-- Begin Text --

Two weeks since the Australian federal election. The voters have done their job, and done it well (except perhaps for those who followed the Mark Latham "blank vote" line). The numbers have fallen in almost a complete tie. So be it.

There's no hurry to form a fresh government. The incumbents are carrying on in caretaker mode just nicely, and Julia Gillard will have first stab at forming a minority government. Negotiations continue as to which (if either) side Messrs Katter, Windsor and Oakeshott will take.

There would be a glorious symmetry at work if Gillard were to spend just two days in parliament as the Prime Minister: June 24, the day Kevin Rudd was knifed and last day of the winter session; and the first day of a new parliament where she loses a vote for speaker and immediate no-confidence motion. But I, and probably all of us, hope that the resolution is, one way or the other, more stable than that.

Considering how shonkily the Liberal leadership have behaved in presenting (and mis-representing) the costings of their election pledges, it would be easy to imagine that their chances of forming a government at this time have fallen down a large Mr Rabbit-hole. But today it's still difficult to tell.

There are so many If Onlys that could be contemplated about this election. Campaign tactics are not the issue, except inasmuch that the electorate got sick and tired of shallow campaign tactics and over-tacticing (and please acknowledge me if I have just invented a new word).

-- End Text --

* Task goal *
Answer these questions from the election commentary.
1. How long after the Australian federal election was the commentary written?
2. Who will have the first chance at forming a minority government?
3. On what date was Kevin Rudd knifed?
Answer using only the election commentary above.

-- Begin Records supplied --

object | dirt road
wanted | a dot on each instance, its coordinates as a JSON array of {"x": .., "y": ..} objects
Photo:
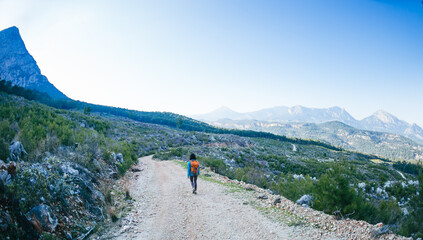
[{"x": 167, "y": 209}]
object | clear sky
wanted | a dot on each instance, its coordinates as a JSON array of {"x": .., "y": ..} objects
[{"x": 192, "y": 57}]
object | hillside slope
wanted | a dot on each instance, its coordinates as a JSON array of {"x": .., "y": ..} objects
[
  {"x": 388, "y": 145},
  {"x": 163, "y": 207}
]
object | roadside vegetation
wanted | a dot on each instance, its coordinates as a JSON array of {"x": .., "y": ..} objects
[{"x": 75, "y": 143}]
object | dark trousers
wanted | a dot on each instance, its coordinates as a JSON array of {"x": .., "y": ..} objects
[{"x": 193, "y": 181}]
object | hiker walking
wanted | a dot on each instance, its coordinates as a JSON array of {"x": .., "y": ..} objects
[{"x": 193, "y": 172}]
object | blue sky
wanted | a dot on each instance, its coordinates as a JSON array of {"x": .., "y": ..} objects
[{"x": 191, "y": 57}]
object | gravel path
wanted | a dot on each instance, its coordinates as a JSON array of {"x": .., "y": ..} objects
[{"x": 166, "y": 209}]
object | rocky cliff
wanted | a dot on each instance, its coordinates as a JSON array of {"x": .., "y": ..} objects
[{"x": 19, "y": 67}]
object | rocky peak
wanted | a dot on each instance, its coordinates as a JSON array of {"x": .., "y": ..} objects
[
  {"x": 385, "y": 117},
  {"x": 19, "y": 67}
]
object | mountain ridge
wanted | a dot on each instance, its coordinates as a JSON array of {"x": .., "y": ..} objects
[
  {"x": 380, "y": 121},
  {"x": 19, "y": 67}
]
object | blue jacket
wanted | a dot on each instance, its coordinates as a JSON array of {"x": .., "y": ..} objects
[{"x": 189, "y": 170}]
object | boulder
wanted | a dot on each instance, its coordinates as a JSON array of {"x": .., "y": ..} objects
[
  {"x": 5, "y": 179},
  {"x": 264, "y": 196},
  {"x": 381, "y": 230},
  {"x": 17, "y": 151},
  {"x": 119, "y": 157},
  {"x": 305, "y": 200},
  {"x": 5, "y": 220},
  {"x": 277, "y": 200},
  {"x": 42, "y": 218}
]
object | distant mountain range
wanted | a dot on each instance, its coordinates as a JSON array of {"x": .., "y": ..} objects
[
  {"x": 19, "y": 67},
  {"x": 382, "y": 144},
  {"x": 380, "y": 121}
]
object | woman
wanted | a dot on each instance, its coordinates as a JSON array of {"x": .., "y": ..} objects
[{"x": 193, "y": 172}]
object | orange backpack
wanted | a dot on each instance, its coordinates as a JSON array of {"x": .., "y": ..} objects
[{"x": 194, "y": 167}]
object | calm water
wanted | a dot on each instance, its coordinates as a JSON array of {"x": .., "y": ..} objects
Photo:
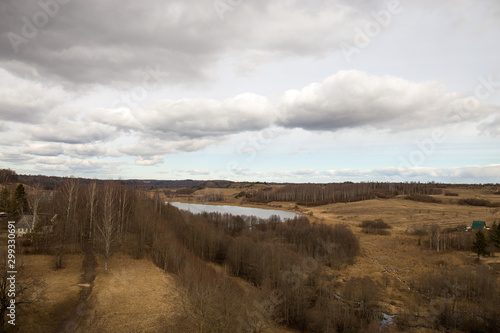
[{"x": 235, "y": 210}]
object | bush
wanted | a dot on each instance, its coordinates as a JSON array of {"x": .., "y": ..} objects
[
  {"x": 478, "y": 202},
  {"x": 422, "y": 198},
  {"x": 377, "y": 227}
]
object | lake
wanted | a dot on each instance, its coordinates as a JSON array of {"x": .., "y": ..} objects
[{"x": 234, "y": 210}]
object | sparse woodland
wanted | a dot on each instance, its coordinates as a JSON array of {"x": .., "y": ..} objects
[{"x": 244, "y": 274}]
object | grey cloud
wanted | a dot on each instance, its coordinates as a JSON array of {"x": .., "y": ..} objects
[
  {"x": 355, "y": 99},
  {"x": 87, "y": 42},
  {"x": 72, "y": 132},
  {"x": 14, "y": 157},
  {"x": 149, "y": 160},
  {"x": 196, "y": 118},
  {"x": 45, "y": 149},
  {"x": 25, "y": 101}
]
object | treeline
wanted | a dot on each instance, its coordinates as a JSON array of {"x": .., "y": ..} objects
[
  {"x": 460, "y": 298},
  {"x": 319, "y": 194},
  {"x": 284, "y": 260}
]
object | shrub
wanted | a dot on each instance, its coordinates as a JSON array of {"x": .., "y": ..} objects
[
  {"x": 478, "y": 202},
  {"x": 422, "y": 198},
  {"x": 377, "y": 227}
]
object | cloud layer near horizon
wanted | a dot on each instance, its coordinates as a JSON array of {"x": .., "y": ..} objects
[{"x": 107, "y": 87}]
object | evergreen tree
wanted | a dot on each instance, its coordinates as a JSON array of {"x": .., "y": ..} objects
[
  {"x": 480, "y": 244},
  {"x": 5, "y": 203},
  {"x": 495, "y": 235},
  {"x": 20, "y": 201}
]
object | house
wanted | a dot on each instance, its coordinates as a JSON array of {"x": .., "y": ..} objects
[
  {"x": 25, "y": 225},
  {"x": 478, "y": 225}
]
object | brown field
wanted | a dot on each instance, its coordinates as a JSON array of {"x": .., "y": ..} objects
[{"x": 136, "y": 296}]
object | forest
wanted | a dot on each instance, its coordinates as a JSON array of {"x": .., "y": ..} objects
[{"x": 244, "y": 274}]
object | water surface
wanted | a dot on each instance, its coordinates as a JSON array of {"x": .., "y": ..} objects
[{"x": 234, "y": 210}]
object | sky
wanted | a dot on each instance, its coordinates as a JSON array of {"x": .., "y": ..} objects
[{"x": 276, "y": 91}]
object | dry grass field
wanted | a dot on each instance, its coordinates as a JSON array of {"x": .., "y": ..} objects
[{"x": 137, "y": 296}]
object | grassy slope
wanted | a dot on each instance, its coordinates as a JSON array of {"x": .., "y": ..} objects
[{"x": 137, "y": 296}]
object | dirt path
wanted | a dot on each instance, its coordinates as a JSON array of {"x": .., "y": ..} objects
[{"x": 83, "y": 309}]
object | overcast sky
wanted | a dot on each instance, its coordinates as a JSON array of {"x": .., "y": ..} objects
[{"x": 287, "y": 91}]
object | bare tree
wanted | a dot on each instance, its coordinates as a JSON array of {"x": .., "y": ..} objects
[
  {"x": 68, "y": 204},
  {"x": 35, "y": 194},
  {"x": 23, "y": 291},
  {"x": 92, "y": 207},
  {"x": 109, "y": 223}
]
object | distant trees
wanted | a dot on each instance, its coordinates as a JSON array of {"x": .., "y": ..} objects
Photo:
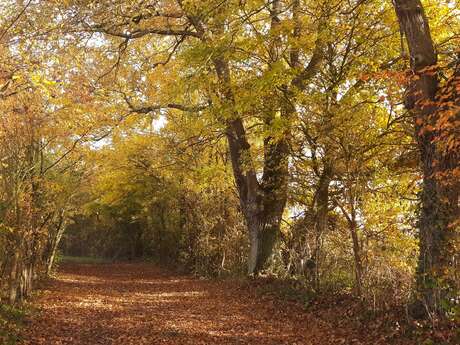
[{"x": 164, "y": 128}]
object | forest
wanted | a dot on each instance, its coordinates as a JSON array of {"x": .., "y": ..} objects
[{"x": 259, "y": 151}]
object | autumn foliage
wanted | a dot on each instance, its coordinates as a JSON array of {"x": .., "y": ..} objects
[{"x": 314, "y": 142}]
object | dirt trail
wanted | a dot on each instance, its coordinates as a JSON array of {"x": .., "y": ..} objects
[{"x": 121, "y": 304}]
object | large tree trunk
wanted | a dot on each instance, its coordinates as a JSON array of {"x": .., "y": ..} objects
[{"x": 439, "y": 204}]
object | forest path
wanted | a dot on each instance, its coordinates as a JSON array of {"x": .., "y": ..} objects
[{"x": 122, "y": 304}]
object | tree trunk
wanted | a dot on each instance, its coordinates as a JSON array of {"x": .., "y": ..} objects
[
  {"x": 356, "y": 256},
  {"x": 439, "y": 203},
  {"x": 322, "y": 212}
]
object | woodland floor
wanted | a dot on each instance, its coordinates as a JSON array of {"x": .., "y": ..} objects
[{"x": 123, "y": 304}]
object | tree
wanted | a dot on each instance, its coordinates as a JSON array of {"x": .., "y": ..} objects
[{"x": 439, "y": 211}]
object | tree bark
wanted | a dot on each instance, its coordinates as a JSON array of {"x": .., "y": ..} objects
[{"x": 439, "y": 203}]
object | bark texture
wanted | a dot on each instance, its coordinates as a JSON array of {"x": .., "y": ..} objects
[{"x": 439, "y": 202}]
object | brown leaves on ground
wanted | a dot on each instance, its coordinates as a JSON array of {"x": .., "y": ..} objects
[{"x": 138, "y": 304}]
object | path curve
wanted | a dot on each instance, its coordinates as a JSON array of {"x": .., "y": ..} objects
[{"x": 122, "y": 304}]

-- End Records supplied --

* Response to this task *
1. Two weeks
2. Julia Gillard
3. June 24